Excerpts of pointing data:
— Start —

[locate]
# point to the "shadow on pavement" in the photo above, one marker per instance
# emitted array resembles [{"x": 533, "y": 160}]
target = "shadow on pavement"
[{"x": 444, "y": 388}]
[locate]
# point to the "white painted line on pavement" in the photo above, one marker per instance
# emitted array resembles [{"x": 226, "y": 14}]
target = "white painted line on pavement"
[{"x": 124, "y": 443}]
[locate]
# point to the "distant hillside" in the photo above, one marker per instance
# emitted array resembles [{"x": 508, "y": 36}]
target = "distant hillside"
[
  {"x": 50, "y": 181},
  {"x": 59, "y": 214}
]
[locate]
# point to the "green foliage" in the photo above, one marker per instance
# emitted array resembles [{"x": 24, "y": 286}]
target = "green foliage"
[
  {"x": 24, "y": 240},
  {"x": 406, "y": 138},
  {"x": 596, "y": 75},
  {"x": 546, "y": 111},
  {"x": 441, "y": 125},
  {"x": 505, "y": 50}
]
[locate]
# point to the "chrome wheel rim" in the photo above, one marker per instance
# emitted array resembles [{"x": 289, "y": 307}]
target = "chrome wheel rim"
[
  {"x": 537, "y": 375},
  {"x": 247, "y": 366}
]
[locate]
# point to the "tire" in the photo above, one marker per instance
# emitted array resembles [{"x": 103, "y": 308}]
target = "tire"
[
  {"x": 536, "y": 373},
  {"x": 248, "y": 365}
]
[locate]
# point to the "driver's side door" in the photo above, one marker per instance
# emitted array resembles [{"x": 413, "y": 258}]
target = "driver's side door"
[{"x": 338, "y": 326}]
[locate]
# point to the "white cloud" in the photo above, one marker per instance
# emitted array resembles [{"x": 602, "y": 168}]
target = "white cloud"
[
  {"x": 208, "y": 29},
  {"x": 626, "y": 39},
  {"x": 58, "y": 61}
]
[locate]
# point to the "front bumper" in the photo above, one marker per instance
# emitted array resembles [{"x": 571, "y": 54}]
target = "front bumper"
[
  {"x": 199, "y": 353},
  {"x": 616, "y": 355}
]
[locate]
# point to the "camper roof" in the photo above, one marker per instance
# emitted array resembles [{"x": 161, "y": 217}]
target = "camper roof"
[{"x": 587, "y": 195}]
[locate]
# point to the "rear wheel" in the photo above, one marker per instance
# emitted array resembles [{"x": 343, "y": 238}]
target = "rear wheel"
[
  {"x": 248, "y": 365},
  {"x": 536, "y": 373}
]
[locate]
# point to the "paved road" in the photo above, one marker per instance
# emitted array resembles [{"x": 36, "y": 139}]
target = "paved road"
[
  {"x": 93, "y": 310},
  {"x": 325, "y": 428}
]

— End —
— Start —

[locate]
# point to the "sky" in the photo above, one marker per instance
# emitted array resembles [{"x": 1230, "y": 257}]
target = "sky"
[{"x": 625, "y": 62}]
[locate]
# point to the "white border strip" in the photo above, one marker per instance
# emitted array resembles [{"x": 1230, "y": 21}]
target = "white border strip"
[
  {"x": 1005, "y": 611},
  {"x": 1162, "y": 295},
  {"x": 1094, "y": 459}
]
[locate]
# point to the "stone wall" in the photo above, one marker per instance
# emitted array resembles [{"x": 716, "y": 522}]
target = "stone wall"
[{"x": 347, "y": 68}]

— End —

What the exercise asks: Show every line of the records above that contains the word "camper". Copy each of those lines in full.

Solution for this problem:
# point to the "camper roof" in the photo above, one marker per instance
target = "camper roof"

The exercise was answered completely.